本稿はTOEFL Web Magazineの連載コラムFor Lifelong Englishに2021年4月に掲載したものです。執筆は2020年12月で、タイトルも含め少々加筆・修正しましたが、サイトなど執筆時のままを(1)~(5)の5回に分けてお届けします。

筆者が教鞭を執った慶應義塾大学湘南藤沢キャンパスでの専門英語科目(Modular English)English Diversityの講義ノートを基にしています。

アメリカ留学の当初筆者が英語の発音で気になった一つに屈折接続詞複数形-sの発音がありました。慣れるのに2年ほど掛かりましたた。英米文学そして言語学の先生方は授業中にとても気をつけて発音され、特にGeorgetown大学博士課程の英語統語論担当Macdonald先生と英語音韻論担当のKreidler先生はゆっくりキッチリ発音されていたのを思い出します。筆者自身も博士論文(英語分析)口頭試問(defense)の質疑応答でそんな先生方を前に意識的に気をつけ発音した項目の一つです。

大好きなMLB2021年11月ポストシーズン中のいくつかの試合を中継する2ヶ国語放送を見ながら、日本語実況と英語実況におけるチーム名の発音の違いに自ずと興味が湧き稿を起こしました。あくまでも英語は英語の音韻体系、日本語は日本語の音韻体系で発音されるのですから違いが生じるのは当然で、正しいとか正しくないという問題ではありません。ただ、日本語に借入さたカタカナ表記の日本語には英語の元の語彙し発音できれば使えるものが多くあります。途端に語彙が増えます。趣味を中心に英語借入語をチェックしてみてください。今回はMLBチーム名の発音の仕方を通して複数形の発音を開設します。細かい分析が続きますが、TOEIC, 英検,TOEFL iBT, GRE, GMAT, LSAT, MCATなどの受験者に役立つ基礎情報です。

課題内容> 上にある複数形の発音についての文章を、一字一句変えずに全文引用する。

項目の抜粋>

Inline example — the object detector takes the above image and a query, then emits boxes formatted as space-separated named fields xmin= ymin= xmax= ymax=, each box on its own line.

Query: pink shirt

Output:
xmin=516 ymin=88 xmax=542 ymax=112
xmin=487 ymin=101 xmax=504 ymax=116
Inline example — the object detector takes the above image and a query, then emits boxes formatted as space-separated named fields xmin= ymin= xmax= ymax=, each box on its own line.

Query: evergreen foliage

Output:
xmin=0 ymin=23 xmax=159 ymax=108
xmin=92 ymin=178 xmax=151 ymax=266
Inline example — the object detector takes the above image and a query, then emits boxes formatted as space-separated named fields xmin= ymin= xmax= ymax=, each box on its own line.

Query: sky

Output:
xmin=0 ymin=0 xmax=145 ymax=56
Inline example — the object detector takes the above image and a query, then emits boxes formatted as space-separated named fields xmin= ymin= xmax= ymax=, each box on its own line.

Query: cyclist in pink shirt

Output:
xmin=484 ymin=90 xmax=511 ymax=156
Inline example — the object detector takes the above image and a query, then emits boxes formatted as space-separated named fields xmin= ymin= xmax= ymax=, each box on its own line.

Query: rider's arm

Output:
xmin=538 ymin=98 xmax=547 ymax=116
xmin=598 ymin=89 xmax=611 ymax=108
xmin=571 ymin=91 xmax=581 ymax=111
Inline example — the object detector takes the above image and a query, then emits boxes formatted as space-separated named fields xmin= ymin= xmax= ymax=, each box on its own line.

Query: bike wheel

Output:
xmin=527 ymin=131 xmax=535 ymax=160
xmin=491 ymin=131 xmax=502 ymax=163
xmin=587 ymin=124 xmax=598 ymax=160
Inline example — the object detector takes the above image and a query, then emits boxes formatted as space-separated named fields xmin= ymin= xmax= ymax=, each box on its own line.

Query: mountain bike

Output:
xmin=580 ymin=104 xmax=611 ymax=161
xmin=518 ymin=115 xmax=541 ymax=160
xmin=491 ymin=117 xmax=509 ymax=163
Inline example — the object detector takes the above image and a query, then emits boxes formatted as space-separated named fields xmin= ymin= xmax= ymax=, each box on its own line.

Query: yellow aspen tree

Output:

解答>
本稿はTOEFL Web Magazineの連載コラムFor Lifelong Englishに2021年4月に掲載したものです。執筆は2020年12月で、タイトルも含め少々加筆・修正しましたが、サイトなど執筆時のままを(1)~(5)の5回に分けてお届けします。

筆者が教鞭を執った慶應義塾大学湘南藤沢キャンパスでの専門英語科目(Modular English)English Diversityの講義ノートを基にしています。

アメリカ留学の当初筆者が英語の発音で気になった一つに屈折接続詞複数形-sの発音がありました。慣れるのに2年ほど掛かりましたた。英米文学そして言語学の先生方は授業中にとても気をつけて発音され、特にGeorgetown大学博士課程の英語統語論担当Macdonald先生と英語音韻論担当のKreidler先生はゆっくりキッチリ発音されていたのを思い出します。筆者自身も博士論文(英語分析)口頭試問(defense)の質疑応答でそんな先生方を前に意識的に気をつけ発音した項目の一つです。

大好きなMLB2021年11月ポストシーズン中のいくつかの試合を中継する2ヶ国語放送を見ながら、日本語実況と英語実況におけるチーム名の発音の違いに自ずと興味が湧き稿を起こしました。あくまでも英語は英語の音韻体系、日本語は日本語の音韻体系で発音されるのですから違いが生じるのは当然で、正しいとか正しくないという問題ではありません。ただ、日本語に借入さたカタカナ表記の日本語には英語の元の語彙し発音できれば使えるものが多くあります。途端に語彙が増えます。趣味を中心に英語借入語をチェックしてみてください。今回はMLBチーム名の発音の仕方を通して複数形の発音を開設します。細かい分析が続きますが、TOEIC, 英検,TOEFL iBT, GRE, GMAT, LSAT, MCATなどの受験者に役立つ基礎情報です。